Within the data below, state how many lines contain the string "wooden". Provide the number only.
*** Data shown ***
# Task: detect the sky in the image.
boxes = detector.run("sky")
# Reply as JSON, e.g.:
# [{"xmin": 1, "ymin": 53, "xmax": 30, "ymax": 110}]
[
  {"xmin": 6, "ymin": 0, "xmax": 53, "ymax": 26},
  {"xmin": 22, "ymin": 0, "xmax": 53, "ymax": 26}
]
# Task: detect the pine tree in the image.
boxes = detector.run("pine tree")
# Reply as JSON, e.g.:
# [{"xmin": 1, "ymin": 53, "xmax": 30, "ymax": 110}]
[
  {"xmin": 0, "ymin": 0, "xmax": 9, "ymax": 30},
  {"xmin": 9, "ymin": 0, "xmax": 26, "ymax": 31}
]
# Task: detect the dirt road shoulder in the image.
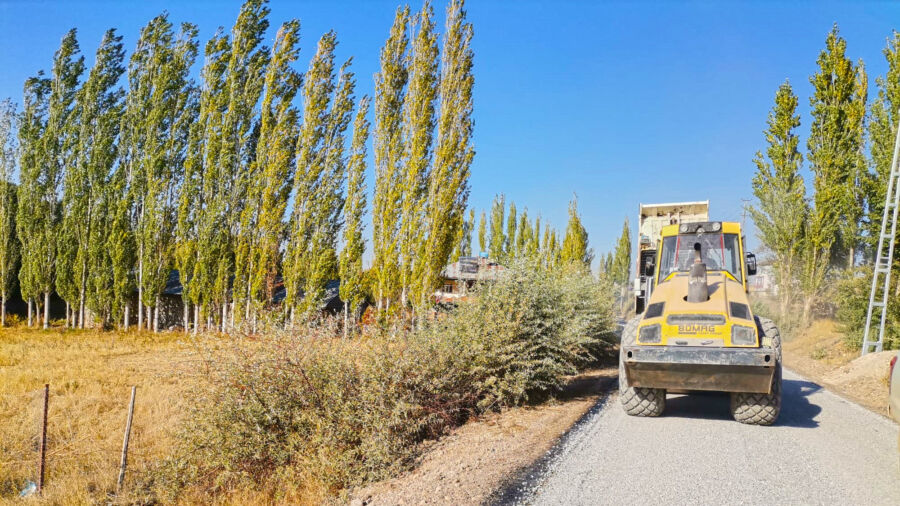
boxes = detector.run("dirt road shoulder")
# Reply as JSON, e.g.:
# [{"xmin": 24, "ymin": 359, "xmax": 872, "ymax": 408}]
[{"xmin": 350, "ymin": 367, "xmax": 617, "ymax": 506}]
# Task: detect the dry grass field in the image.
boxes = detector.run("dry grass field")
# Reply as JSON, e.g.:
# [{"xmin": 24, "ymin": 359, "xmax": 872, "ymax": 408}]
[
  {"xmin": 0, "ymin": 327, "xmax": 201, "ymax": 505},
  {"xmin": 783, "ymin": 318, "xmax": 894, "ymax": 417}
]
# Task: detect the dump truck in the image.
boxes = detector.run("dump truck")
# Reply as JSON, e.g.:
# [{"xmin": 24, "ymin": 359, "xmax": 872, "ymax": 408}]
[
  {"xmin": 620, "ymin": 218, "xmax": 780, "ymax": 425},
  {"xmin": 634, "ymin": 201, "xmax": 709, "ymax": 314}
]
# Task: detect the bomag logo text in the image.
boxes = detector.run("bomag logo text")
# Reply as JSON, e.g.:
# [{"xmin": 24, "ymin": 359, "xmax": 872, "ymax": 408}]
[{"xmin": 678, "ymin": 324, "xmax": 718, "ymax": 335}]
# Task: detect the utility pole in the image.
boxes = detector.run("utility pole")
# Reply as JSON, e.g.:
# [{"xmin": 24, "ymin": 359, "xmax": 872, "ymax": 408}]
[{"xmin": 740, "ymin": 198, "xmax": 751, "ymax": 231}]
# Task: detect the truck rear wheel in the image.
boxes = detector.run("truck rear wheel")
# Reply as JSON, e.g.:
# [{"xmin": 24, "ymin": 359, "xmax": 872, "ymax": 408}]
[
  {"xmin": 730, "ymin": 317, "xmax": 782, "ymax": 425},
  {"xmin": 620, "ymin": 317, "xmax": 666, "ymax": 417}
]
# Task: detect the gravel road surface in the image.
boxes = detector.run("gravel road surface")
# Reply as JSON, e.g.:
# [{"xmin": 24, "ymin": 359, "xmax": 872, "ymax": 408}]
[{"xmin": 509, "ymin": 368, "xmax": 899, "ymax": 505}]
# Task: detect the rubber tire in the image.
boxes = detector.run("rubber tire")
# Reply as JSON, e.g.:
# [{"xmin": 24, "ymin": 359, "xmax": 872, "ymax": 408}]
[
  {"xmin": 619, "ymin": 316, "xmax": 666, "ymax": 417},
  {"xmin": 730, "ymin": 317, "xmax": 782, "ymax": 425}
]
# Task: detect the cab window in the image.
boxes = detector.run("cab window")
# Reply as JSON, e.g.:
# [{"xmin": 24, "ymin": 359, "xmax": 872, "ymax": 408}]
[{"xmin": 657, "ymin": 232, "xmax": 742, "ymax": 283}]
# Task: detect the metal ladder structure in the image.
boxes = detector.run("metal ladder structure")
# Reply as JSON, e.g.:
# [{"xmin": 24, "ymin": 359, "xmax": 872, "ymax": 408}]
[{"xmin": 862, "ymin": 116, "xmax": 900, "ymax": 355}]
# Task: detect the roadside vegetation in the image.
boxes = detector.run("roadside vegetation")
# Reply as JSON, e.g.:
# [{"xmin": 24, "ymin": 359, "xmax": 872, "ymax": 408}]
[
  {"xmin": 0, "ymin": 262, "xmax": 616, "ymax": 504},
  {"xmin": 749, "ymin": 26, "xmax": 900, "ymax": 352},
  {"xmin": 0, "ymin": 328, "xmax": 197, "ymax": 503}
]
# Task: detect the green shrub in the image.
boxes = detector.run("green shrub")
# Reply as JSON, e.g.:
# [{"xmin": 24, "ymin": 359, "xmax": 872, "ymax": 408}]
[
  {"xmin": 835, "ymin": 266, "xmax": 900, "ymax": 350},
  {"xmin": 144, "ymin": 262, "xmax": 616, "ymax": 501}
]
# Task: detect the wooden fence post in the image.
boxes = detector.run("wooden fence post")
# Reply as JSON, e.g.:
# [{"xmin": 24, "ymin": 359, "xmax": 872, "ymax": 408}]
[{"xmin": 116, "ymin": 386, "xmax": 137, "ymax": 495}]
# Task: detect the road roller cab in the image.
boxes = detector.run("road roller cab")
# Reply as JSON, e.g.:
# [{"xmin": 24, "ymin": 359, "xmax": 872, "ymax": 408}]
[{"xmin": 619, "ymin": 220, "xmax": 783, "ymax": 425}]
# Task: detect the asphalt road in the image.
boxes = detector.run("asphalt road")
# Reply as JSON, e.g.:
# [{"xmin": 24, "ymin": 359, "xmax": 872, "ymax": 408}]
[{"xmin": 510, "ymin": 368, "xmax": 900, "ymax": 506}]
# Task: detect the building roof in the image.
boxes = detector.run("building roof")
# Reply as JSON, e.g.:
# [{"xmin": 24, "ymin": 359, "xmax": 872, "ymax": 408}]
[
  {"xmin": 161, "ymin": 270, "xmax": 344, "ymax": 311},
  {"xmin": 441, "ymin": 256, "xmax": 505, "ymax": 281}
]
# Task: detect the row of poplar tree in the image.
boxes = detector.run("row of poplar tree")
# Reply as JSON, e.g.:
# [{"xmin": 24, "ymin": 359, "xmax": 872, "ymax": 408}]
[
  {"xmin": 750, "ymin": 26, "xmax": 900, "ymax": 327},
  {"xmin": 460, "ymin": 194, "xmax": 593, "ymax": 270},
  {"xmin": 0, "ymin": 0, "xmax": 474, "ymax": 332}
]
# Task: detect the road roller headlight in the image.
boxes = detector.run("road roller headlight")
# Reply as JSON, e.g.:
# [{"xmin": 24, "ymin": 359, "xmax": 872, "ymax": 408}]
[
  {"xmin": 731, "ymin": 324, "xmax": 756, "ymax": 345},
  {"xmin": 639, "ymin": 324, "xmax": 661, "ymax": 344}
]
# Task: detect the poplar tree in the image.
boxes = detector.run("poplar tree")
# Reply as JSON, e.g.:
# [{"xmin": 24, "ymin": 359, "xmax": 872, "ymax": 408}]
[
  {"xmin": 284, "ymin": 32, "xmax": 333, "ymax": 317},
  {"xmin": 610, "ymin": 218, "xmax": 631, "ymax": 284},
  {"xmin": 867, "ymin": 31, "xmax": 900, "ymax": 271},
  {"xmin": 213, "ymin": 0, "xmax": 270, "ymax": 329},
  {"xmin": 121, "ymin": 16, "xmax": 199, "ymax": 331},
  {"xmin": 16, "ymin": 74, "xmax": 51, "ymax": 327},
  {"xmin": 451, "ymin": 207, "xmax": 474, "ymax": 261},
  {"xmin": 749, "ymin": 81, "xmax": 807, "ymax": 318},
  {"xmin": 61, "ymin": 29, "xmax": 125, "ymax": 326},
  {"xmin": 528, "ymin": 215, "xmax": 541, "ymax": 259},
  {"xmin": 234, "ymin": 20, "xmax": 301, "ymax": 323},
  {"xmin": 372, "ymin": 6, "xmax": 409, "ymax": 312},
  {"xmin": 800, "ymin": 207, "xmax": 835, "ymax": 325},
  {"xmin": 108, "ymin": 160, "xmax": 134, "ymax": 327},
  {"xmin": 516, "ymin": 208, "xmax": 529, "ymax": 258},
  {"xmin": 339, "ymin": 96, "xmax": 370, "ymax": 336},
  {"xmin": 808, "ymin": 25, "xmax": 868, "ymax": 268},
  {"xmin": 37, "ymin": 30, "xmax": 84, "ymax": 329},
  {"xmin": 544, "ymin": 225, "xmax": 560, "ymax": 269},
  {"xmin": 477, "ymin": 209, "xmax": 486, "ymax": 254},
  {"xmin": 561, "ymin": 197, "xmax": 592, "ymax": 268},
  {"xmin": 489, "ymin": 194, "xmax": 505, "ymax": 259},
  {"xmin": 417, "ymin": 0, "xmax": 475, "ymax": 306},
  {"xmin": 185, "ymin": 0, "xmax": 269, "ymax": 332},
  {"xmin": 398, "ymin": 2, "xmax": 439, "ymax": 308},
  {"xmin": 181, "ymin": 31, "xmax": 230, "ymax": 332},
  {"xmin": 603, "ymin": 252, "xmax": 614, "ymax": 276},
  {"xmin": 303, "ymin": 60, "xmax": 355, "ymax": 312},
  {"xmin": 286, "ymin": 32, "xmax": 354, "ymax": 316},
  {"xmin": 0, "ymin": 100, "xmax": 19, "ymax": 326},
  {"xmin": 505, "ymin": 201, "xmax": 517, "ymax": 259}
]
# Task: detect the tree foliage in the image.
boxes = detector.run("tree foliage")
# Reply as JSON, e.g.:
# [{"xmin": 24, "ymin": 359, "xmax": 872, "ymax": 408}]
[
  {"xmin": 807, "ymin": 25, "xmax": 867, "ymax": 268},
  {"xmin": 749, "ymin": 81, "xmax": 809, "ymax": 322},
  {"xmin": 0, "ymin": 99, "xmax": 19, "ymax": 324},
  {"xmin": 560, "ymin": 197, "xmax": 592, "ymax": 268}
]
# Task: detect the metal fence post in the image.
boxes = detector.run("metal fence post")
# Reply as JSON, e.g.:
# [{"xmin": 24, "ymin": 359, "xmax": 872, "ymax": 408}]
[{"xmin": 37, "ymin": 384, "xmax": 48, "ymax": 495}]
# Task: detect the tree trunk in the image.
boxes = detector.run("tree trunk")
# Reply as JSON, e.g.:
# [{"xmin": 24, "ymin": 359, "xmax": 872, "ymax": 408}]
[
  {"xmin": 146, "ymin": 305, "xmax": 152, "ymax": 332},
  {"xmin": 184, "ymin": 302, "xmax": 189, "ymax": 334},
  {"xmin": 43, "ymin": 292, "xmax": 49, "ymax": 330},
  {"xmin": 193, "ymin": 304, "xmax": 199, "ymax": 335},
  {"xmin": 848, "ymin": 246, "xmax": 855, "ymax": 270},
  {"xmin": 802, "ymin": 297, "xmax": 813, "ymax": 328},
  {"xmin": 221, "ymin": 303, "xmax": 227, "ymax": 333},
  {"xmin": 154, "ymin": 296, "xmax": 160, "ymax": 332},
  {"xmin": 65, "ymin": 302, "xmax": 70, "ymax": 329},
  {"xmin": 137, "ymin": 254, "xmax": 143, "ymax": 331},
  {"xmin": 343, "ymin": 303, "xmax": 349, "ymax": 339},
  {"xmin": 27, "ymin": 298, "xmax": 32, "ymax": 327},
  {"xmin": 124, "ymin": 304, "xmax": 130, "ymax": 330},
  {"xmin": 1, "ymin": 292, "xmax": 6, "ymax": 327},
  {"xmin": 79, "ymin": 276, "xmax": 86, "ymax": 330}
]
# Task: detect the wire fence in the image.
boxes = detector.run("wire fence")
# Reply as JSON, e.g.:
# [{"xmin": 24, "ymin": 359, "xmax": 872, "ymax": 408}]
[{"xmin": 1, "ymin": 383, "xmax": 150, "ymax": 501}]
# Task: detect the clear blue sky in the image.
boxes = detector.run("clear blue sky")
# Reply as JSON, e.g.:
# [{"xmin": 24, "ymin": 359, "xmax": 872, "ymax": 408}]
[{"xmin": 1, "ymin": 1, "xmax": 899, "ymax": 263}]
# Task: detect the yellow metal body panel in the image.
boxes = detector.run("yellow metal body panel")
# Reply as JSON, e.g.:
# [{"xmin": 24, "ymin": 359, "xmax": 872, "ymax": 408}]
[{"xmin": 638, "ymin": 221, "xmax": 757, "ymax": 348}]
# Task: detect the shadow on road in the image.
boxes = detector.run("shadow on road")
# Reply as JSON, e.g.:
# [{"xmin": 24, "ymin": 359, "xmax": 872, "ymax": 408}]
[
  {"xmin": 777, "ymin": 379, "xmax": 823, "ymax": 428},
  {"xmin": 661, "ymin": 379, "xmax": 823, "ymax": 428}
]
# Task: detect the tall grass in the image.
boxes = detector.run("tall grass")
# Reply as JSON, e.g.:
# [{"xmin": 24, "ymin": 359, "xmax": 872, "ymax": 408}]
[
  {"xmin": 0, "ymin": 329, "xmax": 198, "ymax": 504},
  {"xmin": 145, "ymin": 262, "xmax": 616, "ymax": 502}
]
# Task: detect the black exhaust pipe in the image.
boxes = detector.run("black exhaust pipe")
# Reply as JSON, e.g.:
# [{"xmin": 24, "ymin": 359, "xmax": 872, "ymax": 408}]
[{"xmin": 687, "ymin": 242, "xmax": 708, "ymax": 302}]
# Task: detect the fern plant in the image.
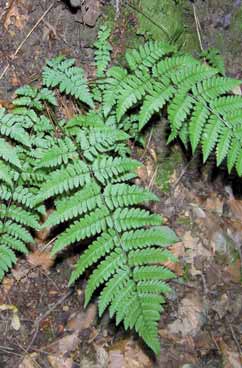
*** End of Data shown ***
Task response: 2